PROBLEM TO SOLVE: Tally the lines in the material below that contain the string "spire", and reply with that number alone.

EXERCISE INPUTS:
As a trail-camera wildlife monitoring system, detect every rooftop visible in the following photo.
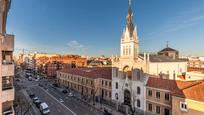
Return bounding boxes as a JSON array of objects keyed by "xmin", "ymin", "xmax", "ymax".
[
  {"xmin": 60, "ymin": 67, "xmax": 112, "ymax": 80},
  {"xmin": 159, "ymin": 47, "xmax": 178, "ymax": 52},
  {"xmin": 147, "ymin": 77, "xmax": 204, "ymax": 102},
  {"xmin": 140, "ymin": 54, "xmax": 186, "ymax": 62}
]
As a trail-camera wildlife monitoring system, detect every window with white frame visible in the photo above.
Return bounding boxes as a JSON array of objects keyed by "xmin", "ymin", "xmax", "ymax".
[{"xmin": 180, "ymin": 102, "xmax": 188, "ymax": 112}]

...

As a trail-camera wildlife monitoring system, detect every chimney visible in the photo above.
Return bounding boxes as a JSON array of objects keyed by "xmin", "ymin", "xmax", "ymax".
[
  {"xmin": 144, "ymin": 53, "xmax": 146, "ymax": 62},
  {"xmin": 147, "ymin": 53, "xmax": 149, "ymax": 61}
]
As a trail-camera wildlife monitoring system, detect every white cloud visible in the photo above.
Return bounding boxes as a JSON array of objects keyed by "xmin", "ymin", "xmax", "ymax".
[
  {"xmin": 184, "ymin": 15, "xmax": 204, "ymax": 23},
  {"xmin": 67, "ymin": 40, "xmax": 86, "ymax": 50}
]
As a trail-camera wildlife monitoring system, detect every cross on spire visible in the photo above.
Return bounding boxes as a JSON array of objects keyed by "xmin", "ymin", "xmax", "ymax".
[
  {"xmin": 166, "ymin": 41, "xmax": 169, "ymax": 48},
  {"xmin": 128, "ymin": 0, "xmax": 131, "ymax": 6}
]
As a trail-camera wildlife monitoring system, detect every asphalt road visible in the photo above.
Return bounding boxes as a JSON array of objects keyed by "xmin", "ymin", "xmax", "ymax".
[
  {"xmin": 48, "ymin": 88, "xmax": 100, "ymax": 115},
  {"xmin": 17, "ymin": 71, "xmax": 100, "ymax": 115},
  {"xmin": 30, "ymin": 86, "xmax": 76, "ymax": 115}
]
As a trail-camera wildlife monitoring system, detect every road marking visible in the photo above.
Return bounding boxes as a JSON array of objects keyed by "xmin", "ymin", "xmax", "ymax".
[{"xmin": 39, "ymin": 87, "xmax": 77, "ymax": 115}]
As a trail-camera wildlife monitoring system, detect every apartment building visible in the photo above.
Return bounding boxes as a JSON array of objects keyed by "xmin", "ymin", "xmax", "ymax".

...

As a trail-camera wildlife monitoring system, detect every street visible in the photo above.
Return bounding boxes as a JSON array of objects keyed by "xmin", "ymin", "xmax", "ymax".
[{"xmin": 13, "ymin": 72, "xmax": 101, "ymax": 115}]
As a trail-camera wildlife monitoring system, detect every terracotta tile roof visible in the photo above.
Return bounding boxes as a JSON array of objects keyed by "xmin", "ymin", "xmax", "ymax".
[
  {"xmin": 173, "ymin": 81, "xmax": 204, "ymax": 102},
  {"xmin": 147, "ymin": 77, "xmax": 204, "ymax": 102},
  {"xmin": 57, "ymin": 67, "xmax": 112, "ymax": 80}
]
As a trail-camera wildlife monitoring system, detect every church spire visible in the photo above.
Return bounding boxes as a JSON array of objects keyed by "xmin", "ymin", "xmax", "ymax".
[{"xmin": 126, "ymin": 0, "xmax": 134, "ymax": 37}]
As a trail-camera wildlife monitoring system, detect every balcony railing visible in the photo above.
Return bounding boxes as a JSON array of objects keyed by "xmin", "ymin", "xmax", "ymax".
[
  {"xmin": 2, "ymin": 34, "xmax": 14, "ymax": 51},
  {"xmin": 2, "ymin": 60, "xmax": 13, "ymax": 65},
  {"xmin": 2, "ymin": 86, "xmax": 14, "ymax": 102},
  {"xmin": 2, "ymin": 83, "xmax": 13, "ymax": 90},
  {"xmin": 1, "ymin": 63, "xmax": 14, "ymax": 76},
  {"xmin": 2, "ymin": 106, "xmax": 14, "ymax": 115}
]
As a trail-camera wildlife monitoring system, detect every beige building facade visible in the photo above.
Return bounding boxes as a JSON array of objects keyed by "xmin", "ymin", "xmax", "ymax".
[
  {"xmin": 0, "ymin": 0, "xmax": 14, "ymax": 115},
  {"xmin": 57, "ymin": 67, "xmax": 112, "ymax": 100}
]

TASK ANSWER: 2